[Point annotation dataset records]
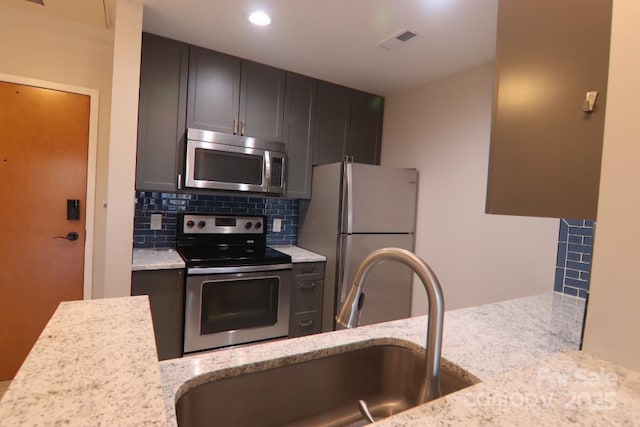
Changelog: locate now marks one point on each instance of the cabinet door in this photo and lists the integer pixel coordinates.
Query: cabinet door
(214, 91)
(298, 134)
(332, 115)
(365, 128)
(262, 93)
(165, 289)
(545, 151)
(161, 113)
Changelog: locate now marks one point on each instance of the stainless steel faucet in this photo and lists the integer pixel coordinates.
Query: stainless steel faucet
(349, 315)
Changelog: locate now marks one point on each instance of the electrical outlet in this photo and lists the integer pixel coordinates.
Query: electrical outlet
(156, 221)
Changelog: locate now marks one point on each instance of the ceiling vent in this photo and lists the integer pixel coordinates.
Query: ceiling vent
(398, 39)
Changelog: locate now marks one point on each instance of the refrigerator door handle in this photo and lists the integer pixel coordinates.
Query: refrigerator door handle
(343, 269)
(347, 199)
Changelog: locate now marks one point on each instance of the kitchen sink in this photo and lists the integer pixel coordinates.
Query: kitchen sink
(320, 392)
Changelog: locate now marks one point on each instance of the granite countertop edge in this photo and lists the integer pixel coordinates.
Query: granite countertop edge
(491, 344)
(168, 258)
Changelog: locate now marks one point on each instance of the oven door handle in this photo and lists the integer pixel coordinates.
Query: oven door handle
(238, 269)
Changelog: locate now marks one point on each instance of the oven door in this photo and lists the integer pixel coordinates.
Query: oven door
(226, 167)
(236, 308)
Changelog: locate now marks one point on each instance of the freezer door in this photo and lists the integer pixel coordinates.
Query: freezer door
(378, 199)
(387, 287)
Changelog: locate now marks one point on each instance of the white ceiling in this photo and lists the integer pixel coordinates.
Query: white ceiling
(336, 40)
(88, 12)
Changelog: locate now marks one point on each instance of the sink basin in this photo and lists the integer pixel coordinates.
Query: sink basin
(320, 392)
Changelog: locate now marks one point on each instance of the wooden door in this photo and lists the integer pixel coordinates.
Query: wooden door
(43, 163)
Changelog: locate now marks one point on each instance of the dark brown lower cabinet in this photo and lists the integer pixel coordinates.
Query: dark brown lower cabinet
(165, 289)
(306, 299)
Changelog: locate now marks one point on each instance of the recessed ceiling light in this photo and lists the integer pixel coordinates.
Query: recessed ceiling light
(259, 18)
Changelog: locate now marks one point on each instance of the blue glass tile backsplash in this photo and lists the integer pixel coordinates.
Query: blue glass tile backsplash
(169, 204)
(575, 251)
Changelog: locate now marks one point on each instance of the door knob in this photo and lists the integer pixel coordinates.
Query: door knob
(71, 236)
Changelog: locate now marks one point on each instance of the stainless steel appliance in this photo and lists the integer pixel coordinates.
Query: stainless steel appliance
(221, 161)
(354, 210)
(238, 290)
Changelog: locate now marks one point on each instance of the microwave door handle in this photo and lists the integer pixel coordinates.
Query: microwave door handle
(266, 172)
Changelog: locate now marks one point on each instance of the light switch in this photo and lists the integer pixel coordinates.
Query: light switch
(277, 225)
(156, 221)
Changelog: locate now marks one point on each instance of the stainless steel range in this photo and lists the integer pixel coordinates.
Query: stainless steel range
(238, 290)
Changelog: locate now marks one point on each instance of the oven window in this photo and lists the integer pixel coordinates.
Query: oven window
(239, 304)
(220, 166)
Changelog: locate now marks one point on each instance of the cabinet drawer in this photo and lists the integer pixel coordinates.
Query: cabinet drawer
(307, 297)
(304, 325)
(305, 271)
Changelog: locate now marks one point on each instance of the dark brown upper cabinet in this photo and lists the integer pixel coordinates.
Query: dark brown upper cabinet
(299, 119)
(161, 113)
(545, 150)
(231, 95)
(348, 123)
(365, 128)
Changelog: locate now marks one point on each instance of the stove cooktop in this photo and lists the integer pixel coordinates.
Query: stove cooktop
(203, 256)
(212, 240)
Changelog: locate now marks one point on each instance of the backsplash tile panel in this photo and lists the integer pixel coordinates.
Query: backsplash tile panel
(575, 252)
(170, 204)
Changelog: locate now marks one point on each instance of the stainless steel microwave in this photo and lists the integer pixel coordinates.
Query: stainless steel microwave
(220, 161)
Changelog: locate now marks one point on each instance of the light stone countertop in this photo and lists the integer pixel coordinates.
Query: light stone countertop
(570, 388)
(156, 259)
(503, 345)
(95, 363)
(299, 254)
(162, 259)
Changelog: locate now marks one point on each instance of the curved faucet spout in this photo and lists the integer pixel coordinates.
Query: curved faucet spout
(349, 315)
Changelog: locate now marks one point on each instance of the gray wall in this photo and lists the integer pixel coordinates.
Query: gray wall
(442, 128)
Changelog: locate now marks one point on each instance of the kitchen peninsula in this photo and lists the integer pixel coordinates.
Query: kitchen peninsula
(95, 365)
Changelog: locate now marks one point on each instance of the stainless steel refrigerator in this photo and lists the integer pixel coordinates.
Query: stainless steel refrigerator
(354, 210)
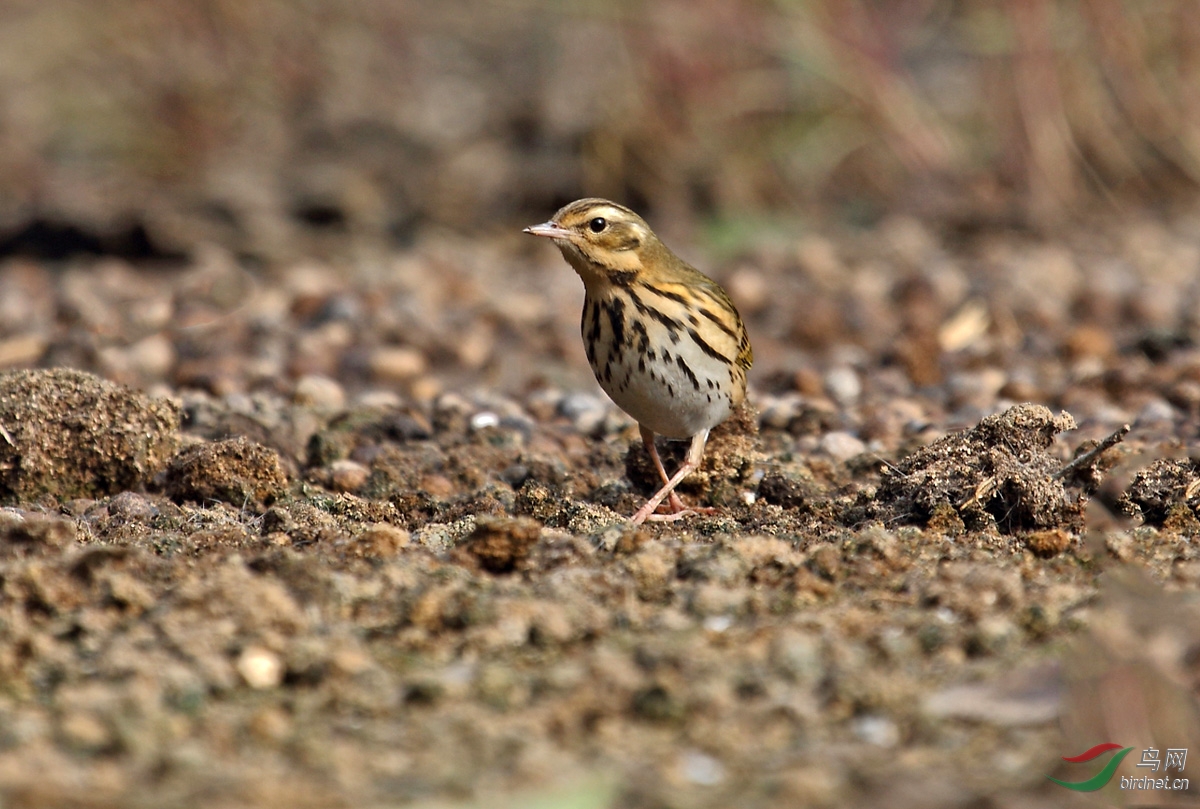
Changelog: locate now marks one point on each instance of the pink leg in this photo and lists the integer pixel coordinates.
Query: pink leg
(695, 453)
(675, 503)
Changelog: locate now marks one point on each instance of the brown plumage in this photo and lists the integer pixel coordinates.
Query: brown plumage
(663, 339)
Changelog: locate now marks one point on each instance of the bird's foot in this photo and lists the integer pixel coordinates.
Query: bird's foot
(672, 510)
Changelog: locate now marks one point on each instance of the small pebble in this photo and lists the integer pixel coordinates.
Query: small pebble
(396, 363)
(701, 768)
(841, 445)
(319, 393)
(259, 667)
(347, 475)
(844, 385)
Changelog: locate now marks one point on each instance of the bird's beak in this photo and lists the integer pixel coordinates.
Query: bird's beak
(549, 229)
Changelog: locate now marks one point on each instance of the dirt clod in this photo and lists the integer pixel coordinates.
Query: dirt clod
(502, 544)
(996, 472)
(69, 433)
(1158, 490)
(235, 471)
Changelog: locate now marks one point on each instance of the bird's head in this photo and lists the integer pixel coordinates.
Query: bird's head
(600, 239)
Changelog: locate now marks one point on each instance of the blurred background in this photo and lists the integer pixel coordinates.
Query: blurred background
(147, 127)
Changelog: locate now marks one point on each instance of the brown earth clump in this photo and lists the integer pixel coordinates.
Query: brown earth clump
(996, 473)
(234, 471)
(1162, 490)
(69, 433)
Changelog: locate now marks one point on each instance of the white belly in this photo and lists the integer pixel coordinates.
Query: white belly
(673, 399)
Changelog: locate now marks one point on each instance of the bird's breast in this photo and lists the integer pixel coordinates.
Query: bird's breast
(660, 361)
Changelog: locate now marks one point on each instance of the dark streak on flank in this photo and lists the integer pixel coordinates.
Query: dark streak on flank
(664, 293)
(720, 324)
(643, 337)
(672, 325)
(621, 277)
(593, 313)
(708, 349)
(687, 371)
(616, 310)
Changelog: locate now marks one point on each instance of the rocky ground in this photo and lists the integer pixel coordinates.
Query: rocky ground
(351, 532)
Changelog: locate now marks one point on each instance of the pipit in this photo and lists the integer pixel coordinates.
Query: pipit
(664, 340)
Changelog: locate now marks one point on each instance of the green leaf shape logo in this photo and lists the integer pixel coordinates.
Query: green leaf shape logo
(1097, 780)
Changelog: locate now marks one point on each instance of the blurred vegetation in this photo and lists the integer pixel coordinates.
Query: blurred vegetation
(241, 123)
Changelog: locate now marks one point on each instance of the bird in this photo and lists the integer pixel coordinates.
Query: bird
(664, 340)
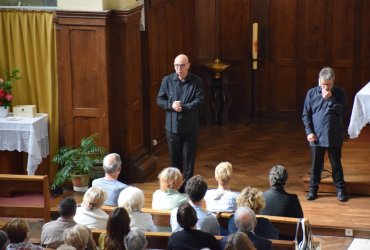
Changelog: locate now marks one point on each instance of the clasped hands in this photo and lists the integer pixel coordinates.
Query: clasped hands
(326, 94)
(176, 105)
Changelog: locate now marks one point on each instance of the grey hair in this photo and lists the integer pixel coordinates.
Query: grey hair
(326, 73)
(131, 198)
(278, 176)
(245, 219)
(135, 240)
(112, 163)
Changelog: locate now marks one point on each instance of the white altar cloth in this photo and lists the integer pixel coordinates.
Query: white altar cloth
(360, 112)
(26, 135)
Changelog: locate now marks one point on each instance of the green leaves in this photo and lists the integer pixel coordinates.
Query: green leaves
(77, 161)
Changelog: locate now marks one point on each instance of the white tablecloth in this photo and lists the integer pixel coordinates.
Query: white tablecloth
(360, 112)
(26, 135)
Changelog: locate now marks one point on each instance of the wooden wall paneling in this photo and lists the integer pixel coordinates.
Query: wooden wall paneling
(260, 13)
(234, 30)
(206, 30)
(364, 54)
(82, 66)
(156, 33)
(126, 55)
(283, 48)
(343, 43)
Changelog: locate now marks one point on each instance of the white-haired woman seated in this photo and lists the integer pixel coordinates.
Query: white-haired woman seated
(168, 197)
(132, 199)
(222, 199)
(90, 213)
(79, 237)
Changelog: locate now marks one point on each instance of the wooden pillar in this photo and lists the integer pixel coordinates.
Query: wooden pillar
(100, 88)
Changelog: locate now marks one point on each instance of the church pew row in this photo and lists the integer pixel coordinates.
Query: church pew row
(286, 225)
(36, 186)
(159, 240)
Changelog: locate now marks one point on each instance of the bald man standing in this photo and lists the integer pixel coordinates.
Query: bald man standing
(181, 94)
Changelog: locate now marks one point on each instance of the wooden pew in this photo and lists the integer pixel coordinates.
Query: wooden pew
(159, 240)
(11, 183)
(286, 225)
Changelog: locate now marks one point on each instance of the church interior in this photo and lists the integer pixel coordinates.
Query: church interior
(96, 70)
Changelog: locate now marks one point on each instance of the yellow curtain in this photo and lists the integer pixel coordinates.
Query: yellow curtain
(27, 42)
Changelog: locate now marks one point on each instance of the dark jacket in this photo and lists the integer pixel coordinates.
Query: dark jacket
(281, 203)
(324, 117)
(258, 242)
(190, 93)
(191, 239)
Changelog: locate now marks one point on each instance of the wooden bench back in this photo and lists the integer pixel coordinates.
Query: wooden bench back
(11, 183)
(159, 240)
(286, 225)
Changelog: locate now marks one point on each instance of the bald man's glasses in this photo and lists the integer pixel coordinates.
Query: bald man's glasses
(181, 66)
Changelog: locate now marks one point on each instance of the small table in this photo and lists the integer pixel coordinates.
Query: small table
(360, 112)
(26, 135)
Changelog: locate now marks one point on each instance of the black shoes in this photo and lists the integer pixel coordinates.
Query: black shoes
(341, 196)
(312, 195)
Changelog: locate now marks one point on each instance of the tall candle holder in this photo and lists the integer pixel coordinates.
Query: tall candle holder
(219, 96)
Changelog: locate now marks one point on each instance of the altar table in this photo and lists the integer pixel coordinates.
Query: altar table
(360, 112)
(26, 135)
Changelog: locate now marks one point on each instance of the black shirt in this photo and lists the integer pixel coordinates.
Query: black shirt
(190, 93)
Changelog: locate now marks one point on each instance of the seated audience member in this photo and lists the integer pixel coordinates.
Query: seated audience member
(278, 201)
(135, 240)
(196, 188)
(90, 213)
(222, 199)
(239, 241)
(253, 198)
(109, 183)
(168, 197)
(18, 233)
(3, 240)
(77, 236)
(66, 247)
(245, 221)
(52, 232)
(190, 236)
(132, 199)
(118, 227)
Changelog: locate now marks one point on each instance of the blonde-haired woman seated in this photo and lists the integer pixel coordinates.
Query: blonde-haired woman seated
(132, 199)
(90, 213)
(168, 197)
(79, 237)
(18, 234)
(222, 198)
(253, 198)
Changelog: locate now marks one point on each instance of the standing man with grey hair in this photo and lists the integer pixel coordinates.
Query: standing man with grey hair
(109, 183)
(322, 117)
(181, 94)
(246, 221)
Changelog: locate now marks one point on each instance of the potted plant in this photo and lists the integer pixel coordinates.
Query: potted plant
(6, 86)
(76, 163)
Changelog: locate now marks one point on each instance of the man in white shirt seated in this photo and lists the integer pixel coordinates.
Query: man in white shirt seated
(109, 183)
(196, 188)
(52, 232)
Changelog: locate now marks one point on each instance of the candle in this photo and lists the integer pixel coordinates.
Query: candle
(254, 45)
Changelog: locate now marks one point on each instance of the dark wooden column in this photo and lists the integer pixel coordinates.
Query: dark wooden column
(127, 126)
(99, 74)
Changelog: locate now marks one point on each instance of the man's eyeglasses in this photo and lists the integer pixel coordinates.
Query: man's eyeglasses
(181, 66)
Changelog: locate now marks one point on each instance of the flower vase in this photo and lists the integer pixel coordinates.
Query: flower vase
(4, 111)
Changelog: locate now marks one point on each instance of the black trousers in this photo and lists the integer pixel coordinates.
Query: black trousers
(182, 148)
(335, 154)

INSTRUCTIONS TO FOLLOW: Starting from the line containing "of the candle" and ending with the final line of the data, reproduce each line exactly as it appears, including no other lines.

RESPONSE:
Changelog: locate now marks one point on each instance of the candle in this photo and lists the integer pixel coordinates.
Query: candle
(254, 45)
Changelog: locate now marks one point on each instance of the dark wooden column in this photo and lists the integer pixel coordinates.
Query: dark wooden column
(127, 126)
(99, 74)
Changelog: locate now marks one point on each instance of the man's eyeglasses in this photo and lists the integer pixel coordinates.
Query: man's eyeglasses
(181, 66)
Changelog: locate now marks one point on each instance of the flower vase in this photo and lists the integer pixel coordinates.
Query: flower vase
(4, 111)
Changelog: locate now marks one point on each instance of the black trousers in this photo and lists the integer pixel coordinates.
Query: black trousers
(182, 148)
(335, 154)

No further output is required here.